I'll look when I get a chance.. I may have a piece you could use in my material pile. Should be able to check today.


----------



## Jimbojones (Aug 9, 2018)

Any luck?


----------



## kylemp (Aug 10, 2018)

I just looked, he pieces I though might be close are actually 1.75in ID. The only thing I have is solid which sounds like it's not much of an option for what you're doing. You should be able to find mechanical tubing or DOM in something close to that.


----------



## Dabbler (Aug 10, 2018)

Idea:  call around to hydraulic cylinder rebuilders.  Explain you want a defunct one as raw material.  Sometimes they have a 'graveyard' of cylinders that are too far gone to repair.  you could start with a 1.25" bore cylinder and bore out to  dimension.


----------



## Johnwa (Aug 11, 2018)

Jimbo
I do have this.  2”OD, ⅞ ID and 4” long.  It’s the wristpin out of a Diesel engine.  I can’t seem to be able to post a picture today.
The one piece I used machined quite nicely.  I did leave it in a fire pit overnight tho.  I don’t know if that helped.


----------



## Johnwa (Aug 12, 2018)

Here’s what I have.


----------



## Jimbojones (Aug 12, 2018)

Hmm..interesting. Wonder how tough that metal is after the firepit trip...is it available for experimentation?


----------



## Johnwa (Aug 13, 2018)

I managed to drive it out of the piston.  A file doesn’t seem to touch it.  The fire pit treatment must have annealed it as I can file that piece.

What do you have to trade?


----------



## Jimbojones (Aug 13, 2018)

How about 1' of SS 35mm dia rod?


----------



## Johnwa (Aug 14, 2018)

Sure, that works.


Sent from my iPad using Tapatalk


----------
- - - - -
TO DO:
1. Which distinct usernames appear as post authors in the forum thread? List each one once.
2. Could you copy word for word the stretch of the forum thread that begins at the words "Hmm..interesting. Wonder how" and stops after "file that piece."?

DATA PROVIDED:
- - - - -
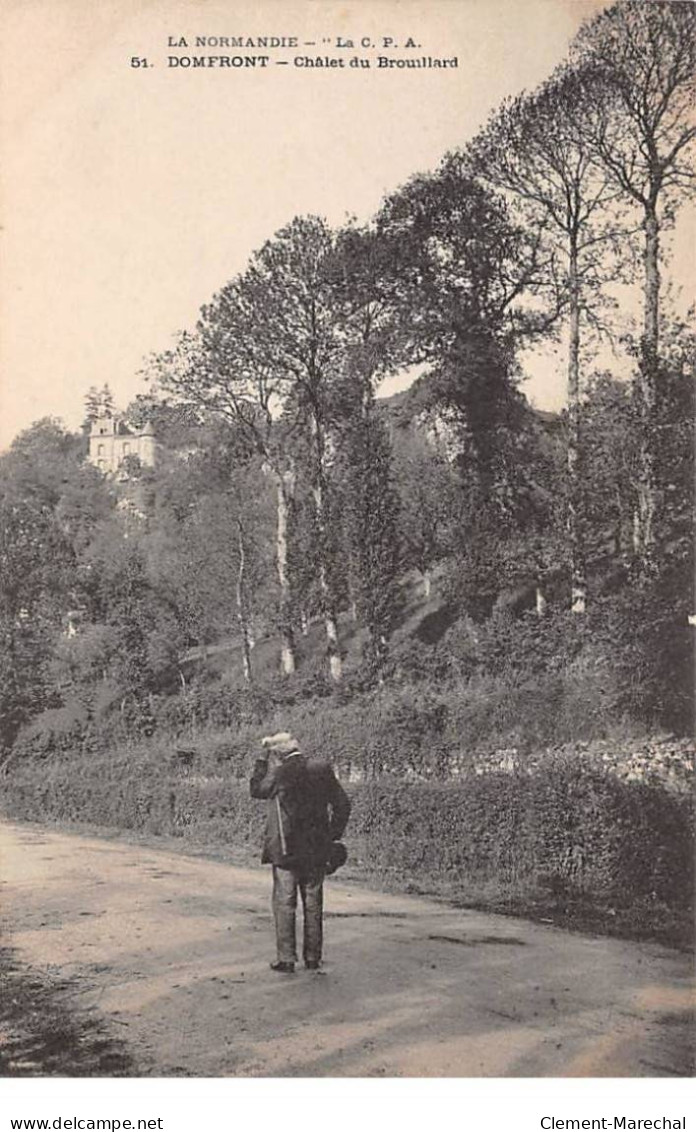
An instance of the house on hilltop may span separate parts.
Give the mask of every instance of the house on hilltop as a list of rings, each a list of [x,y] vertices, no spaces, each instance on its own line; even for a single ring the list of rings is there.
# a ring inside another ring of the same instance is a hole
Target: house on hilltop
[[[101,413],[92,421],[87,458],[104,475],[114,475],[129,456],[137,456],[144,468],[153,468],[157,441],[152,423],[134,428],[111,413]]]

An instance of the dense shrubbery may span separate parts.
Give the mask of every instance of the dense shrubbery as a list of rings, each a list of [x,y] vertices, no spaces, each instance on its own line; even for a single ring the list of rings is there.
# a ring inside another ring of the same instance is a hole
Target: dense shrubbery
[[[195,751],[149,743],[24,761],[2,781],[2,807],[33,821],[256,849],[264,807],[246,782],[251,743],[251,730],[212,732]],[[688,761],[684,745],[663,744],[663,757],[668,749]],[[634,933],[684,937],[694,885],[690,794],[627,781],[608,769],[603,753],[601,745],[565,748],[508,761],[508,772],[470,761],[447,783],[384,771],[349,783],[352,860],[383,882],[464,901],[522,911],[541,906],[570,917],[581,904],[598,923],[619,916]]]

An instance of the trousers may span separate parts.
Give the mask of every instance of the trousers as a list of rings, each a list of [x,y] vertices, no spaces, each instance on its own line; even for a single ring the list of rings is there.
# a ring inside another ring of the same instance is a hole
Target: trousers
[[[294,963],[298,959],[295,917],[298,891],[302,899],[304,962],[319,962],[323,943],[324,869],[278,868],[273,866],[273,918],[280,962]]]

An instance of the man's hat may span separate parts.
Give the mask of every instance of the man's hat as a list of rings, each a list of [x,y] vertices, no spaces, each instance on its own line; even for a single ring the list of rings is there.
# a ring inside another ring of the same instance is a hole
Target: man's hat
[[[266,735],[261,739],[261,746],[267,751],[275,752],[276,755],[292,755],[300,749],[297,739],[290,731],[276,731],[275,735]]]

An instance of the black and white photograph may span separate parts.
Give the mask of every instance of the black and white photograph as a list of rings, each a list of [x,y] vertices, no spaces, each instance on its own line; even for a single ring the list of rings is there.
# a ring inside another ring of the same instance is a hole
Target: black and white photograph
[[[694,5],[0,19],[0,1132],[694,1132]]]

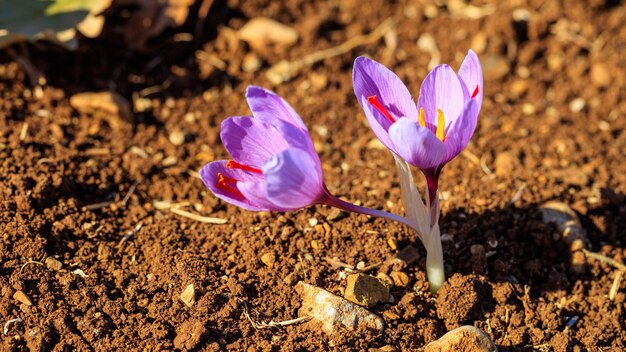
- - - - -
RESULTS OF THE TASKS:
1. Jimbojones, kylemp, Dabbler, Johnwa

2.
Hmm..interesting. Wonder how tough that metal is after the firepit trip...is it available for experimentation?


----------



## Johnwa (Aug 13, 2018)

I managed to drive it out of the piston.  A file doesn’t seem to touch it.  The fire pit treatment must have annealed it as I can file that piece.